What you have to do:
From the items below, pull out every line that contains the word "tree".

Material for the task:
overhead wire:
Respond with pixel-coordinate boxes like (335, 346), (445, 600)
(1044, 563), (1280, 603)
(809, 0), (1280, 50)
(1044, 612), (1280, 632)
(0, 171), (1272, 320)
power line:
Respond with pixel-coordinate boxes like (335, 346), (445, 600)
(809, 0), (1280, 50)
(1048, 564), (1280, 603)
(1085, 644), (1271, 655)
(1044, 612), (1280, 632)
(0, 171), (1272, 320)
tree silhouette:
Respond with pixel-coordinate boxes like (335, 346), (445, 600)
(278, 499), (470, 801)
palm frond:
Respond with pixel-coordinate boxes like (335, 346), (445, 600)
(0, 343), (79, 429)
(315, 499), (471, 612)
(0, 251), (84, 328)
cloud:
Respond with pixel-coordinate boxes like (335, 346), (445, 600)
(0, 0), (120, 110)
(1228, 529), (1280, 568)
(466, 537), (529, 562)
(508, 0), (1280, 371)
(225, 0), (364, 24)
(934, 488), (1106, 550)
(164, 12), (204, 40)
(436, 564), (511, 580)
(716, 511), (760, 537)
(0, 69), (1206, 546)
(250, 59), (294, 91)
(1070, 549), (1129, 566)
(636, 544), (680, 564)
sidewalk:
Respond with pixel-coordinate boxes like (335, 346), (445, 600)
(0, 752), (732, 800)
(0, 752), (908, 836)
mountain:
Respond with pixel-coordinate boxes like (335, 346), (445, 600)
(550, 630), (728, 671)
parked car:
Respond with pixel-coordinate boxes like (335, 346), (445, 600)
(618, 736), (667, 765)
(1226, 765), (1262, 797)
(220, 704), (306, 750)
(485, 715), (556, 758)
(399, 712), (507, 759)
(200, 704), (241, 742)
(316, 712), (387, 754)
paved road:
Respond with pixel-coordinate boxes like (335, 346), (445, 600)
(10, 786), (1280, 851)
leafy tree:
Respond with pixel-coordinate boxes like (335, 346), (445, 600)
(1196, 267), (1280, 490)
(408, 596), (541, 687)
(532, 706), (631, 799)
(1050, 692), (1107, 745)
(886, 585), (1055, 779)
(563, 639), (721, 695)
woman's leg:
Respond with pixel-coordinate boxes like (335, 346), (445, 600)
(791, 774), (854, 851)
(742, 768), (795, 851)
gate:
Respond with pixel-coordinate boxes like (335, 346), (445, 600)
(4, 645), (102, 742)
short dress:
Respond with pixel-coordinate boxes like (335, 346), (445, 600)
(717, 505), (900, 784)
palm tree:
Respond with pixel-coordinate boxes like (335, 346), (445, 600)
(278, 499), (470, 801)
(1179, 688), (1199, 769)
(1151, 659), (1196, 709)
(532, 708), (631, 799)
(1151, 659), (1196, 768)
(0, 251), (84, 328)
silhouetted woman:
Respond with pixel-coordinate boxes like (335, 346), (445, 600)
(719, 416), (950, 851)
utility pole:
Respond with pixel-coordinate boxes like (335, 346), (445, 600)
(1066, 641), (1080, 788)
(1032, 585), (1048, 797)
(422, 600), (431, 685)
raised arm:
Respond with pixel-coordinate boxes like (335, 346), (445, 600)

Task answer:
tree silhouette:
leafy tree:
palm tree:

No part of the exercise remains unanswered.